*** Opening Information given ***

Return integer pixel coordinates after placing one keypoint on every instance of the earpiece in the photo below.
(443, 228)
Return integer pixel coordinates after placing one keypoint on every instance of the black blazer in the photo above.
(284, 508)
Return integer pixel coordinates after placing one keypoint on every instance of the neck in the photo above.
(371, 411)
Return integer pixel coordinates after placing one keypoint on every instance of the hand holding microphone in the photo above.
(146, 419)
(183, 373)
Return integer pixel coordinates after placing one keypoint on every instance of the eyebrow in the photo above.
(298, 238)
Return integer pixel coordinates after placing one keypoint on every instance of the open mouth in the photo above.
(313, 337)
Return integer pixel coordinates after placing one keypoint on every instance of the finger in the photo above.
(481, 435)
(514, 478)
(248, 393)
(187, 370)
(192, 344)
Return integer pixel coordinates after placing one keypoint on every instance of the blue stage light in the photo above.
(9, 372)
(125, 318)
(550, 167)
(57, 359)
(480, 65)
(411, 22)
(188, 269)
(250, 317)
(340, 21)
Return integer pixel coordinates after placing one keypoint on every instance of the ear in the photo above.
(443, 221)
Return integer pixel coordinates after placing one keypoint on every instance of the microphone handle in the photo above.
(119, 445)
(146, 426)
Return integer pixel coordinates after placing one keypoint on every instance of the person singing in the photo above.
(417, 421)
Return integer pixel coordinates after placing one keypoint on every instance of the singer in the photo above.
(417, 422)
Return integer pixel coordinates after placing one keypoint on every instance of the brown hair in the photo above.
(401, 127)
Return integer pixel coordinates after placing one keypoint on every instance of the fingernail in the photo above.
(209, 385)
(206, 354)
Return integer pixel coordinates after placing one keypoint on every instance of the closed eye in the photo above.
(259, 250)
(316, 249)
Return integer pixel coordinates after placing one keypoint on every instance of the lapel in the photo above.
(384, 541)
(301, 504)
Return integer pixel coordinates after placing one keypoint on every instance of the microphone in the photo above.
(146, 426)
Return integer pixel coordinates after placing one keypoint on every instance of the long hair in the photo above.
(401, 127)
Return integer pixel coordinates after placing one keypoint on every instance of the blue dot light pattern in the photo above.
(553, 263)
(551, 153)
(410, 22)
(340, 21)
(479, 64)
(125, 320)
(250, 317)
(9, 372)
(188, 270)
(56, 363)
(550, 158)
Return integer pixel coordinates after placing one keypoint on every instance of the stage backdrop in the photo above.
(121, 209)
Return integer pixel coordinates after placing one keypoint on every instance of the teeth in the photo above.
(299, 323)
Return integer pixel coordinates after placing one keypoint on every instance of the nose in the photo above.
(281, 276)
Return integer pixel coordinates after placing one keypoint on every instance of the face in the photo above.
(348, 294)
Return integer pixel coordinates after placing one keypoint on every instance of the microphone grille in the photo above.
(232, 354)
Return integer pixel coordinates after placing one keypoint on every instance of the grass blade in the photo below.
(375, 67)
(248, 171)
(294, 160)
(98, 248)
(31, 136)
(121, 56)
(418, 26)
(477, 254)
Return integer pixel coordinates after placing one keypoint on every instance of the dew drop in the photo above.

*** Closing Information given ***

# [What you will do]
The answer must be an exact copy of every record above.

# [Response to this task]
Return integer pixel coordinates after placing one keypoint on every instance of the earpiece in the photo below.
(443, 228)
Return integer pixel coordinates after placing one keypoint on every instance of the black blazer in the photo above.
(284, 508)
Return integer pixel coordinates after placing one keypoint on every instance of the neck in the photo above.
(371, 411)
Return integer pixel coordinates after placing one keypoint on every instance of the hand holding microphone in the photo above.
(146, 419)
(183, 373)
Return integer pixel coordinates after placing one keypoint on every instance of the eyebrow in the photo above.
(298, 238)
Return integer pixel coordinates after placing one keypoint on every instance of the open mouth in the photo above.
(313, 337)
Return integer pixel coordinates after placing one keypoint on every instance of the finger in the photo above.
(481, 435)
(514, 478)
(248, 393)
(187, 370)
(192, 344)
Return integer pixel coordinates after placing one keypoint on every instance of the blue stage light in the photo above.
(9, 372)
(125, 318)
(550, 167)
(57, 359)
(480, 65)
(411, 22)
(188, 269)
(250, 317)
(340, 21)
Return integer pixel coordinates after placing one keypoint on every instance of the ear in the photo above.
(443, 221)
Return integer pixel coordinates after placing one keypoint on every instance of the microphone handle in the photo above.
(119, 445)
(146, 426)
Return integer pixel coordinates after placing one keypoint on every instance of the person singing in the photo above.
(417, 421)
Return integer pixel coordinates after placing one keypoint on every instance of the singer in the photo above.
(417, 422)
Return integer pixel coordinates after placing one keypoint on every instance of the brown hair in the photo above.
(401, 127)
Return integer pixel coordinates after placing one keypoint on every instance of the fingernail in the photo above.
(209, 385)
(206, 354)
Return integer pixel coordinates after placing one keypoint on every instance of the closed eye in the photo above.
(259, 250)
(316, 249)
Return integer pixel coordinates after placing one keypoint on every instance of the lapel in the photo above.
(384, 541)
(301, 504)
Return integer pixel coordinates after placing one keypoint on every instance of the microphone in the photo above.
(146, 426)
Return integer pixel coordinates after placing one keypoint on every instance of the long hair in the photo above.
(401, 127)
Return integer pixel coordinates after placing one keypoint on every instance of the blue dot light pattern in the photo above.
(553, 263)
(551, 153)
(410, 22)
(340, 21)
(479, 64)
(125, 320)
(250, 317)
(9, 372)
(188, 270)
(56, 363)
(550, 158)
Return integer pixel coordinates after placing one keypoint on every instance of the stage backdrop in the photo above.
(121, 209)
Return integer pixel coordinates after placing one keypoint on every instance of the teeth in the photo above.
(299, 323)
Return integer pixel coordinates after placing one keypoint on every instance of the nose in the photo above.
(281, 276)
Return integer pixel coordinates after placing one keypoint on every instance of the face in the photo above.
(348, 294)
Return integer pixel coordinates after placing one keypoint on every instance of the microphone grille in the photo above.
(232, 354)
Return integer pixel coordinates after placing one keypoint on every instance of the grass blade in the photo below.
(375, 67)
(248, 171)
(294, 160)
(98, 248)
(31, 136)
(121, 56)
(418, 26)
(477, 254)
Return integer pixel coordinates after placing one keypoint on every instance of the dew drop in the photo above.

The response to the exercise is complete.